▶ _EXCERPT TO READ_
Speaking of Obi-Wan, Colonel Gascon and his droids played the role of that "crazy old man" in this episode, in the sense that they forced Gregor to confront the reality of his life. Ironically, in both cases, this was accomplished through R2-D2 and his holoprojector. I thought it was a clever idea to show Gregor an image of Captain Rex. This produced a great shot of Gregor confronting the captain's shimmering image and recognizing his own features in the projected man's face. Like the hologram of Princess Leia in Luke's garage and later in Obi-Wan's hut, this was the call to adventure.
Gregor began to recall elements of his life when Gascon mentioned that he disappeared after the Battle of Sarrish. Those memories, and the opportunity to help the Republic again, seemed to spur him into action. However, it was his final confrontation with Borkus that solidified his eagerness to assume his former life. In a few words and actions, the brief scene between employee and employer gave us a glimpse into their entire relationship. Borkus clearly felt that Gregor owed him and had no problem using him for menial labor. Once he realized that Gregor wouldn't remember his old life, he knew that the man would do whatever he said. He didn't have to break Gregor's formerly indomitable will; the man's amnesia had already drained it. But upon adopting a military haircut and seeing his commando armor, Gregor began to regain that will to resist, that ability to defy and even overcome danger that qualified him to be a Republic commando.

▶ _YOUR INSTRUCTIONS_
Copy the excerpt about Gregor, starting at "Speaking of Obi-Wan, Colonel" and ending at "call to adventure.", and change "holoprojector" to "hologram projector".

▶ _RECORD EXCERPTS_

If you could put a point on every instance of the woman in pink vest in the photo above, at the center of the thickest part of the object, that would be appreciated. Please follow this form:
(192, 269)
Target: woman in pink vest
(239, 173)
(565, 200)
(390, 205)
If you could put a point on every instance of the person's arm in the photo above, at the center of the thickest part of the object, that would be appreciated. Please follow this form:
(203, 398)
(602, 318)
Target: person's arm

▶ _RESULT OF THE EXERCISE_
Speaking of Obi-Wan, Colonel Gascon and his droids played the role of that "crazy old man" in this episode, in the sense that they forced Gregor to confront the reality of his life. Ironically, in both cases, this was accomplished through R2-D2 and his hologram projector. I thought it was a clever idea to show Gregor an image of Captain Rex. This produced a great shot of Gregor confronting the captain's shimmering image and recognizing his own features in the projected man's face. Like the hologram of Princess Leia in Luke's garage and later in Obi-Wan's hut, this was the call to adventure.